* _TAREA_
Devuelve cada línea de las filas que contenga la palabra "prompts".

* _MATERIAL DEL EJERCICIO_
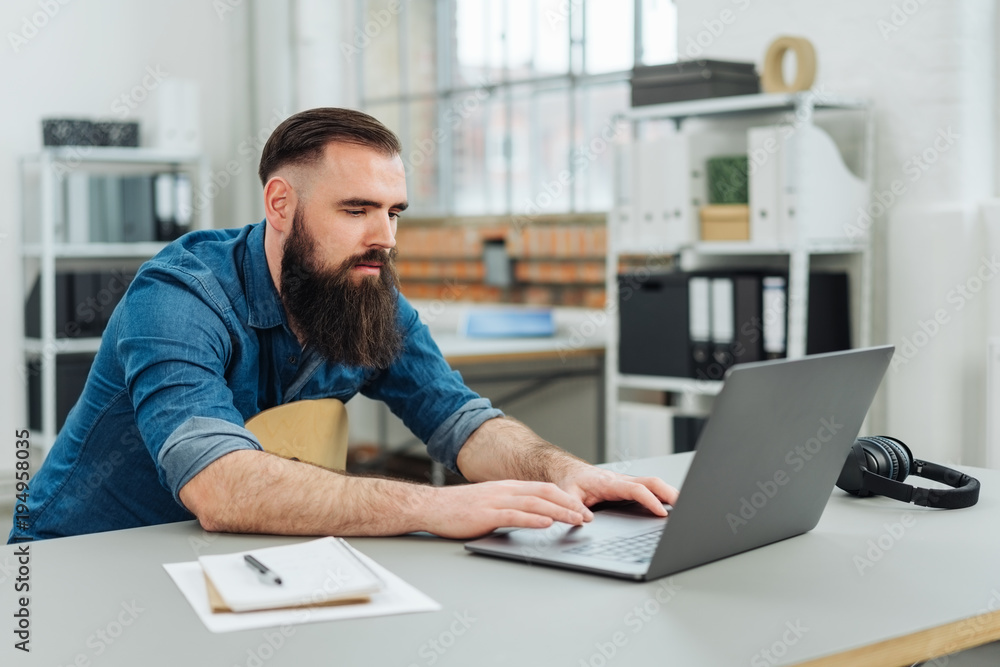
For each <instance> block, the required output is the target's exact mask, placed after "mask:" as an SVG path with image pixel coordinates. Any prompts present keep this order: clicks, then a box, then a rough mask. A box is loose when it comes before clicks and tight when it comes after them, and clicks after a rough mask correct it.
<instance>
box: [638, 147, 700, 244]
mask: <svg viewBox="0 0 1000 667" xmlns="http://www.w3.org/2000/svg"><path fill="white" fill-rule="evenodd" d="M632 156H633V180H632V184H633V188H632V196H633V202H634V205H633V208H634V210H635V214H634V215H633V218H634V220H635V222H634V225H635V227H637V228H638V244H637V247H635V248H633V249H634V250H637V251H641V252H644V253H657V252H664V251H669V250H673V249H676V248H677V247H678V246H681V245H685V244H688V243H691V242H692V241H693V240H694V228H693V224H692V219H693V218H692V215H691V205H690V202H691V169H690V156H689V145H688V137H687V136H686V135H674V136H668V137H664V138H662V139H658V140H656V141H650V142H641V143H637V144H634V145H633V146H632Z"/></svg>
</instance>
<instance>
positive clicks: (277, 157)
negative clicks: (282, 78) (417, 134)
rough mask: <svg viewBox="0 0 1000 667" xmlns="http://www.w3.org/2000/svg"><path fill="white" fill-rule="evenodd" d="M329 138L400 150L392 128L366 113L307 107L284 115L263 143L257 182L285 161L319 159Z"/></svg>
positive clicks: (372, 146) (330, 141) (295, 161)
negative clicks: (257, 180)
mask: <svg viewBox="0 0 1000 667" xmlns="http://www.w3.org/2000/svg"><path fill="white" fill-rule="evenodd" d="M331 141H342V142H344V143H350V144H358V145H360V146H367V147H369V148H372V149H374V150H377V151H379V152H380V153H383V154H385V155H386V156H387V157H391V156H394V155H399V154H400V153H401V152H402V147H401V146H400V145H399V138H398V137H396V135H395V134H393V132H392V130H390V129H389V128H387V127H386V126H385V125H383V124H382V123H380V122H379V121H378V120H376V119H375V118H373V117H371V116H369V115H368V114H366V113H363V112H361V111H355V110H354V109H338V108H335V107H321V108H318V109H308V110H306V111H300V112H299V113H297V114H294V115H292V116H289V117H288V118H286V119H285V120H284V121H283V122H282V123H281V124H280V125H278V127H276V128H274V132H272V133H271V136H270V138H268V140H267V143H266V144H264V152H263V153H262V154H261V156H260V168H259V169H258V170H257V174H258V175H259V176H260V183H261V185H267V179H269V178H270V177H271V176H272V175H273V174H274V172H276V171H277V170H278V169H279V168H281V167H284V166H285V165H290V164H295V165H311V164H316V163H317V162H319V161H321V160H322V159H323V149H324V148H325V147H326V145H327V144H328V143H330V142H331Z"/></svg>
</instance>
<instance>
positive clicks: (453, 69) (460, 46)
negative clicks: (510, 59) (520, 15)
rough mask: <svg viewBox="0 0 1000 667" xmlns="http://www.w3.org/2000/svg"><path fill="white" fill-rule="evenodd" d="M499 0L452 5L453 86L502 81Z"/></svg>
mask: <svg viewBox="0 0 1000 667" xmlns="http://www.w3.org/2000/svg"><path fill="white" fill-rule="evenodd" d="M502 10H503V5H502V0H461V2H456V3H455V58H454V60H455V62H454V65H453V68H452V69H453V70H454V76H453V78H454V85H455V87H459V88H461V87H465V86H477V85H482V83H483V82H484V81H490V82H495V81H500V80H501V79H502V78H503V13H502Z"/></svg>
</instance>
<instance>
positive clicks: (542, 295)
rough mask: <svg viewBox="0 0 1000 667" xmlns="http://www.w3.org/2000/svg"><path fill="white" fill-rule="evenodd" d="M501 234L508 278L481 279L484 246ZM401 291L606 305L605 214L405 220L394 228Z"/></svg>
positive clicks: (521, 302) (471, 299) (574, 304)
mask: <svg viewBox="0 0 1000 667" xmlns="http://www.w3.org/2000/svg"><path fill="white" fill-rule="evenodd" d="M496 241H500V242H502V243H503V244H504V247H505V249H506V251H507V254H508V256H510V258H511V259H512V261H513V285H512V286H510V287H496V286H493V285H488V284H486V282H485V277H486V267H485V264H484V262H483V247H484V244H485V243H486V242H496ZM396 244H397V248H398V249H399V259H398V261H397V266H398V268H399V274H400V282H401V284H402V290H403V294H405V295H406V296H407V297H410V298H414V299H435V298H448V299H449V300H459V301H475V302H498V303H501V302H502V303H528V304H533V305H560V306H585V307H588V308H603V307H604V299H605V294H604V291H605V290H604V266H605V261H604V259H605V253H606V251H607V231H606V227H605V222H604V217H603V216H586V217H583V218H562V217H559V218H555V217H551V218H546V219H539V220H536V221H534V222H532V223H531V224H529V225H515V224H512V223H511V222H509V221H503V220H500V221H489V222H486V223H483V222H481V221H475V220H466V221H464V222H463V221H452V220H445V221H441V220H428V221H420V220H412V219H406V220H405V221H404V222H403V224H401V225H400V228H399V231H398V232H397V234H396Z"/></svg>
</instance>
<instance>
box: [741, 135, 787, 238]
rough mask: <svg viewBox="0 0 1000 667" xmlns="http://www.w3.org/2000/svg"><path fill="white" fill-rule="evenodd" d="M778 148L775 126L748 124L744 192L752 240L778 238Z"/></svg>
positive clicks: (777, 141) (779, 217) (751, 237)
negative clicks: (748, 196) (748, 211)
mask: <svg viewBox="0 0 1000 667" xmlns="http://www.w3.org/2000/svg"><path fill="white" fill-rule="evenodd" d="M779 148H780V143H779V134H778V128H777V127H776V126H770V125H769V126H765V127H751V128H750V129H749V130H748V131H747V160H748V165H749V167H748V170H749V178H748V185H747V192H748V195H749V203H750V240H751V241H753V242H754V243H761V244H769V243H779V242H780V241H781V240H782V238H781V235H780V233H779V223H780V211H779V208H778V163H779V162H780V160H781V157H780V155H779V154H778V152H779Z"/></svg>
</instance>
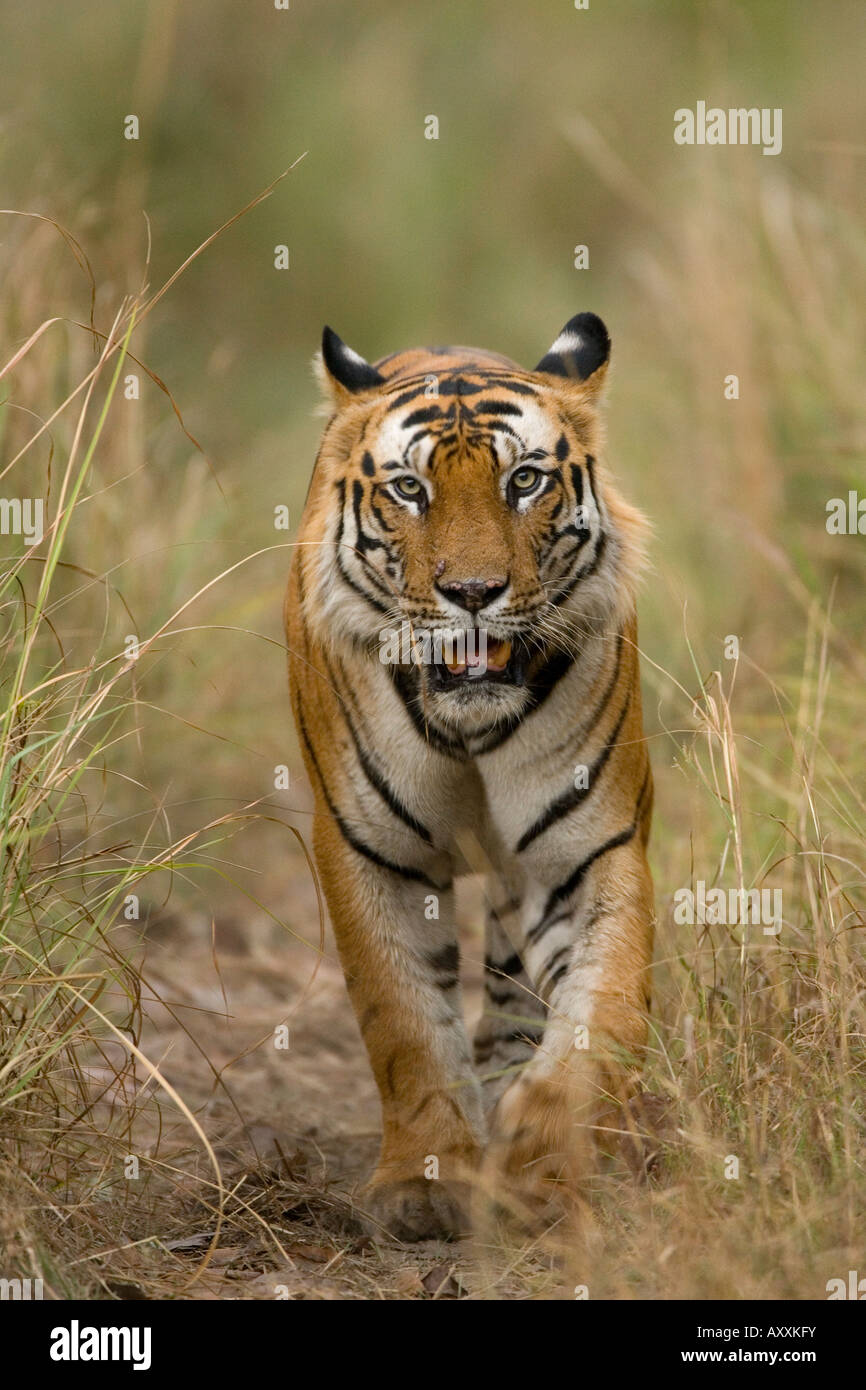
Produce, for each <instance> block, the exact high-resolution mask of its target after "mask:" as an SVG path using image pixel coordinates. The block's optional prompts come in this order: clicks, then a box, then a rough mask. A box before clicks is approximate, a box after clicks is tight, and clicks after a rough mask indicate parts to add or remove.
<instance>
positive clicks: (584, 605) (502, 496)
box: [310, 314, 641, 735]
mask: <svg viewBox="0 0 866 1390" xmlns="http://www.w3.org/2000/svg"><path fill="white" fill-rule="evenodd" d="M609 353H610V342H609V338H607V331H606V328H605V325H603V324H602V321H601V320H599V318H596V317H595V316H594V314H578V316H577V317H575V318H573V320H571V321H570V322H569V324H567V325H566V328H564V329H563V331H562V334H560V335H559V338H557V339H556V342H555V343H553V346H552V347H550V350H549V352H548V353H546V354H545V356H544V357H542V360H541V361H539V363H538V366H537V367H535V370H534V371H532V373H527V371H523V370H521V368H520V367H517V366H516V364H513V363H510V361H509V360H507V359H505V357H500V356H498V354H493V353H487V352H477V350H473V349H427V350H425V349H417V350H413V352H407V353H399V354H395V356H392V357H386V359H384V360H382V361H379V363H377V364H375V366H371V364H370V363H367V361H364V359H361V357H359V356H357V354H356V353H353V352H352V349H349V347H346V345H345V343H343V342H342V341H341V339H339V338H338V336H336V335H335V334H334V332H332V331H331V329H328V328H327V329H325V332H324V339H322V354H321V364H320V367H321V374H322V377H324V382H325V386H327V389H328V393H329V396H331V402H332V404H334V407H335V413H334V416H332V417H331V421H329V424H328V428H327V431H325V436H324V441H322V446H321V450H320V456H318V460H317V468H316V474H314V481H313V489H314V492H316V496H314V498H313V496H311V499H310V500H311V503H313V510H314V514H316V516H317V517H318V520H320V527H318V537H320V539H321V542H322V545H321V552H320V555H318V562H317V564H316V574H317V584H318V600H320V610H321V612H322V614H324V617H325V623H327V626H328V628H329V630H331V634H332V637H334V639H335V641H336V639H339V638H348V639H349V641H352V644H353V645H356V646H357V645H361V646H366V648H368V649H370V651H373V649H378V655H379V659H381V660H384V662H388V663H391V664H393V667H395V673H393V674H395V678H396V680H399V681H402V682H403V685H405V687H406V685H407V684H409V685H411V687H414V689H416V695H417V701H418V702H420V705H423V708H424V717H425V719H431V720H432V721H434V723H435V724H439V726H441V727H443V728H448V730H450V731H457V733H463V734H467V735H477V734H480V733H484V731H485V730H489V728H493V727H495V726H496V724H499V723H502V721H513V720H516V719H518V717H520V714H521V713H523V712H524V710H525V709H527V708H528V705H530V703H531V701H532V674H534V671H535V670H537V669H538V667H539V666H542V664H545V663H548V662H549V659H550V655H552V653H553V652H556V651H557V649H562V651H563V652H567V653H570V655H571V656H574V655H575V653H577V651H578V649H580V644H581V637H582V635H585V634H587V632H591V631H595V630H598V627H599V624H602V626H603V624H609V623H610V621H612V620H616V616H617V610H623V612H626V610H627V609H628V607H630V606H631V603H632V588H634V578H635V574H637V570H638V563H639V541H641V518H639V516H638V513H635V512H634V510H632V509H630V507H628V506H627V505H626V503H624V502H623V500H621V499H620V498H619V495H617V493H616V491H614V489H613V485H612V482H610V480H609V477H607V474H606V471H605V468H603V466H602V464H601V463H599V452H601V445H602V439H601V421H599V413H598V402H599V395H601V389H602V385H603V381H605V377H606V371H607V361H609Z"/></svg>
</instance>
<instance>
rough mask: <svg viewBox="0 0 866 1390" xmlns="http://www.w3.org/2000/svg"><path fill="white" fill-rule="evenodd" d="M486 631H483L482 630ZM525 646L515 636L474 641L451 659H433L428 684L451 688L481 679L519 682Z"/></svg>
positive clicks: (441, 688)
mask: <svg viewBox="0 0 866 1390" xmlns="http://www.w3.org/2000/svg"><path fill="white" fill-rule="evenodd" d="M482 635H487V634H482ZM527 660H528V648H527V645H525V642H523V641H521V639H520V638H518V637H514V638H502V639H496V638H492V637H487V642H484V641H481V642H477V644H475V649H474V651H467V652H466V653H460V657H459V659H457V656H456V657H455V659H453V660H448V662H434V663H432V666H431V669H430V670H431V674H432V684H434V687H435V688H436V689H453V688H455V687H459V685H470V684H471V685H475V684H480V682H481V681H495V682H498V684H500V685H523V684H524V682H525V669H527Z"/></svg>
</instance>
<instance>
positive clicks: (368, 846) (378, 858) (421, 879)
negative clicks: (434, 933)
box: [297, 695, 450, 892]
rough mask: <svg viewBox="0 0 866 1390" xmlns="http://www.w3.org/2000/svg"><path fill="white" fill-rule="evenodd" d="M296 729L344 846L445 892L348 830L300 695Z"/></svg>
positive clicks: (418, 880)
mask: <svg viewBox="0 0 866 1390" xmlns="http://www.w3.org/2000/svg"><path fill="white" fill-rule="evenodd" d="M297 727H299V728H300V737H302V738H303V741H304V748H306V749H307V753H309V755H310V762H311V763H313V767H314V769H316V776H317V777H318V783H320V787H321V790H322V796H324V798H325V802H327V806H328V810H329V812H331V815H332V817H334V821H335V824H336V828H338V830H339V833H341V835H342V837H343V840H345V841H346V844H348V845H350V847H352V848H353V849H354V851H357V853H359V855H363V856H364V859H370V862H371V863H374V865H378V866H379V869H388V870H389V872H391V873H396V874H399V877H400V878H409V880H411V881H414V883H424V884H427V885H428V887H430V888H435V891H436V892H445V891H446V888H449V887H450V884H445V885H441V884H438V883H434V881H432V878H428V877H427V874H425V873H421V870H420V869H407V867H405V866H403V865H395V863H392V862H391V859H385V856H384V855H379V853H378V851H377V849H373V848H371V847H370V845H368V844H366V842H364V841H363V840H361V838H360V837H359V835H356V834H354V831H353V830H349V826H348V823H346V820H345V819H343V816H341V813H339V810H338V809H336V806H335V803H334V801H332V798H331V792H329V791H328V785H327V783H325V778H324V776H322V770H321V767H320V765H318V759H317V756H316V752H314V749H313V744H311V742H310V735H309V734H307V726H306V723H304V717H303V710H302V705H300V695H299V696H297Z"/></svg>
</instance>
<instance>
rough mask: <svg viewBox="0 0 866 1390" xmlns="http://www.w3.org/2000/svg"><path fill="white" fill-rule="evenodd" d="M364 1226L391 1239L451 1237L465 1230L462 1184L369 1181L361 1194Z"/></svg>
mask: <svg viewBox="0 0 866 1390" xmlns="http://www.w3.org/2000/svg"><path fill="white" fill-rule="evenodd" d="M364 1208H366V1212H367V1215H368V1218H370V1220H368V1227H370V1230H371V1232H373V1233H374V1234H381V1232H382V1227H384V1229H385V1230H386V1232H388V1234H389V1236H392V1237H393V1238H395V1240H402V1241H416V1240H455V1238H459V1237H460V1236H466V1234H467V1233H468V1218H467V1215H466V1211H467V1201H466V1187H464V1184H461V1183H446V1181H442V1180H439V1179H427V1177H407V1179H402V1180H399V1181H393V1180H385V1181H375V1180H374V1181H373V1183H371V1186H370V1187H368V1188H367V1191H366V1194H364Z"/></svg>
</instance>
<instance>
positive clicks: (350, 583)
mask: <svg viewBox="0 0 866 1390" xmlns="http://www.w3.org/2000/svg"><path fill="white" fill-rule="evenodd" d="M336 491H338V492H339V525H338V528H336V541H335V550H336V569H338V570H339V577H341V580H343V582H345V584H348V585H349V588H350V589H354V592H356V594H359V595H360V596H361V598H363V599H366V602H367V603H370V606H371V607H374V609H377V610H378V612H379V613H388V612H389V607H391V605H385V603H379V600H378V599H375V598H374V596H373V594H367V589H363V588H361V587H360V584H356V582H354V580H353V578H352V575H350V574H349V573H348V570H346V566H345V564H343V556H342V546H343V531H345V509H346V480H345V478H339V480H338V482H336ZM367 573H368V571H367ZM370 578H371V580H373V582H374V584H375V585H377V588H379V589H381V591H382V594H385V595H386V596H388V598H389V599H391V598H392V595H391V594H389V592H388V589H386V588H385V585H384V584H379V581H378V578H377V577H375V575H374V574H371V575H370Z"/></svg>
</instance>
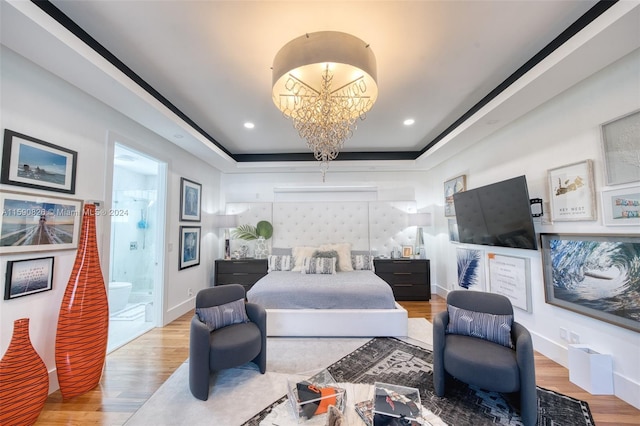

* _RESPUESTA FINAL_
For each <instance> block, the required output is the target's exact mask, placed after "mask:" as an SVG path with image pixel coordinates. Any prompts present keep this order: clicks, then a box, then a rough mask. A box is loose when it comes before clicks and tight when it comes after them, and clicks after a rough mask correct it.
Produce, for each <instance> block, the exact high-resolution mask of its target after "mask:" as an SVG path using image pixel coordinates. The block's optional prompts come in this order: clicks, then a box, then a rough mask. A box before clicks is approximate, a box after clicks is tight, and clicks after a rough mask indicate parts to add or remove.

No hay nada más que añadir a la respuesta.